Excerpted text:
On the 17th September they relieved the 2nd Scots Guards in support, and No. 2 Company took over from a company of the Welsh Guards. Their trenches were in what had been the British front line of the old time — Fish Avenue, Sprat Post, Shark Support, Rat and Rabbit Avenue, and so forth.
There was desultory shelling on the morning of the 18th, and heavier work in the afternoon, causing six casualties, and slightly wounding Captain Vernon, Intelligence Officer. Then the silence of preparation for battle falls on the record. It was nothing to the Battalion that on the 18th September the enemy “apparently attacked south of the divisional front along the Bapaume–Cambrai road.” The dead must bury their dead on the Somme. They had their own dispositions to arrange and re-arrange, as men, for one cause or other, fell out and no unit could afford to take chances, with the Hindenburg Line ahead of them. (“An’ we knowin’ we was told off to cross that dirty ditch in front of ‘em all.”) Their world, as with every other division, was limited to the Reserves behind them, who should come up to make good their casualties; their trench-mortar batteries alongside them; and their own selves about to be used in what promised to be one of the bloodiest shows of the war.
Those who were for the front line enjoyed a week to work and think things over. Those who were set aside for the second course were bombed by night and — went mushroom-picking in back-areas between parades, or played riotous cricket-matches with petrol-tins for wickets!
Their Divisional Commander, Major-General Feilding, had left on September 11 to succeed Sir Francis Lloyd in command of the London District, and General T. G. Matheson, C.B., had been appointed to the command of the Guards Division. The Battalion was full strength, officers and men, for there had been little during the past month to pull it down.

 

THE CROSSING OF THE CANAL DU NORD
Operations against the Hindenburg Line were to open on the 27th September with the attack of fourteen divisions of the First and Third Armies on a twelve-mile front from opposite Gouzeaucourt in the south to opposite Sauchy-Lestrée, sister to Sauchy-Cauchy — under the marshes of the Sensée River in the north. It would be heralded by two days’ solid bombardment along the entire fronts of the First, Third, and Fourth Armies, so that the enemy might be left guessing which was to hit first. When the First and Third Armies were well home, the Fourth would attend to the German position in the south, and heave the whole thing backward.

Named object pointing entries:
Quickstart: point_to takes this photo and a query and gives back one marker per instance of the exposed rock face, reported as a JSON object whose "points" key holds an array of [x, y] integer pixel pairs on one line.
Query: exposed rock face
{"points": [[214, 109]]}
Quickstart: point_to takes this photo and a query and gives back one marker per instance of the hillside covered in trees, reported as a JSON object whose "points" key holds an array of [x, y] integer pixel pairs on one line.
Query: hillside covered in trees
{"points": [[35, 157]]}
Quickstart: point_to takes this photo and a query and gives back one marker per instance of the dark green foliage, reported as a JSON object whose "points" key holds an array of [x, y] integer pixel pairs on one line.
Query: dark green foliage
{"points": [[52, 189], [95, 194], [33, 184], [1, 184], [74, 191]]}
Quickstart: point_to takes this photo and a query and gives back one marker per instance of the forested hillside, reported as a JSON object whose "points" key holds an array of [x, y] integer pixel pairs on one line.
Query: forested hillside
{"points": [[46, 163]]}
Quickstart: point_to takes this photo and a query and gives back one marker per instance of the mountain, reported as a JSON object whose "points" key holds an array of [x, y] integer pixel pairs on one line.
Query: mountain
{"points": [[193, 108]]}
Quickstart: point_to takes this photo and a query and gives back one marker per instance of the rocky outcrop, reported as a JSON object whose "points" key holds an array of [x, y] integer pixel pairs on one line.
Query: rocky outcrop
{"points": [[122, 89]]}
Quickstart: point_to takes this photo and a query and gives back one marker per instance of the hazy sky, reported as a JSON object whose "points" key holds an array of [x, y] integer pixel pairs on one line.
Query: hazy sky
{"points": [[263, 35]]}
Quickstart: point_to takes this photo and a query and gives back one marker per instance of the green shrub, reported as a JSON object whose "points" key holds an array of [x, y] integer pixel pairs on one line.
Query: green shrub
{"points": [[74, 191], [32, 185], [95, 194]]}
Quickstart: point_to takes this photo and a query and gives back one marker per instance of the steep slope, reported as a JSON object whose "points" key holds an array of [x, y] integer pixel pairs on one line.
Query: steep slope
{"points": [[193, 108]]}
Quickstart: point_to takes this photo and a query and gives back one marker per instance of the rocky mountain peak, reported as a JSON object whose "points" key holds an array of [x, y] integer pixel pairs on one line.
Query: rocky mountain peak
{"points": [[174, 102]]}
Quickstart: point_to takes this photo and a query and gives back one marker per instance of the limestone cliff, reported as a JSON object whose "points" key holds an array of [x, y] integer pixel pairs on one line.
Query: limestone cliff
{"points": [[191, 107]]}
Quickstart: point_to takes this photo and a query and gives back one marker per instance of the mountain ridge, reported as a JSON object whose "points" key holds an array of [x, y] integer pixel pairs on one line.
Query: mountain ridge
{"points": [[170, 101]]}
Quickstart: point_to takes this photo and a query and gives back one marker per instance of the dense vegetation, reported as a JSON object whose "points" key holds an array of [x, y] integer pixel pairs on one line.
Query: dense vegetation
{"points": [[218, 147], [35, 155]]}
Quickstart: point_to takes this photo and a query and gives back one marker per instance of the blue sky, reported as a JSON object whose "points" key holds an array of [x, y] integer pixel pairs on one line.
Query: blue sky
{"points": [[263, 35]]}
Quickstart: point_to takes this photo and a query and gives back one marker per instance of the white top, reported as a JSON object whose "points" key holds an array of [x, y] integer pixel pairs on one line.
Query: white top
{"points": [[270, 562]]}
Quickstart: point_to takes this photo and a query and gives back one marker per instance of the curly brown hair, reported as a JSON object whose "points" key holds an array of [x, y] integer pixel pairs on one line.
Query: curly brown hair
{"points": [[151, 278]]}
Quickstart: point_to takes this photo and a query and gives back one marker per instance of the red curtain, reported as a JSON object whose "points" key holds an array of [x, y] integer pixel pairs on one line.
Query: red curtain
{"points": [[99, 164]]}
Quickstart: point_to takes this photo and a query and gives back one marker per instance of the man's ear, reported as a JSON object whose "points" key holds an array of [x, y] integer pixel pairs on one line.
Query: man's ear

Tasks and exercises:
**1)** Update the entries from the line containing "red curtain, reported" through the last entry, putting "pin" wherever "marker" occurs and leaving everything else unchanged. Give back only those lines.
**2)** Continue the account of the Battalion ahead of the Hindenburg Line attack, starting after its final sentence.
The text and the entries have no connection to each other.

Answers for the tasks:
**1)**
Quickstart: point_to takes this photo and a query and gives back one pin per instance of the red curtain, reported as a JSON object whose "points" key holds an array of [x, y] integer pixel pairs on one line.
Query: red curtain
{"points": [[99, 164]]}
Quickstart: point_to takes this photo and a query and gives back one pin per instance of the man's ear, reported as a JSON object whose "points" key holds an array of [x, y] integer pixel pairs on one line.
Query: man's ear

**2)**
The share of the Guards Division in the northern attack was to cross the Canal du Nord at Lock Seven, north of Havrincourt, on a front of a mile; then work through the complicated tangle of the Hindenburg support line directly east along the ridge from Flesquières village to Premy Chapel which stands at the junction of the roads from Noyelles, Marcoing, and Graincourt, and to consolidate on the line of the Marcoing–Graincourt road. Meantime, the Third Division on their right would take the village of Flesquières; the Fifty-second Division would take the Hindenburg Line that lay west of the Canal in the bend of it, and would then let the Sixty-third through who would swing down from the north and attend to Graincourt and Anneux villages. The total advance set for the Guards Division was three miles, but, if the operations were fully successful, they were to push on to the outskirts of Noyelles; the Third Division to Marcoing; while the Fifty-seventh, coming through the Sixty-third, would take Cantaing and Fontaine-Notre-Dame. In the Guards Division itself, the 2nd Brigade was to move off first, and ferret its way through a knot of heavily wired trenches that lay between them and the Canal, take the Hindenburg support trenches, and then form a defensive flank to the left of the next advance till the Fifty-second and Sixty-third Divisions should have secured Graincourt. The 1st Brigade would pass through them and capture the trenches across the Canal to the north and north-east of Flesquières. If resistance were not too strong, that brigade was to go on to the spur running from Flesquières to Cantaing, and help the Sixty-third turn the Graincourt line. The 3rd Brigade, passing through the 1st, would carry on and take the high ground round Premy Chapel.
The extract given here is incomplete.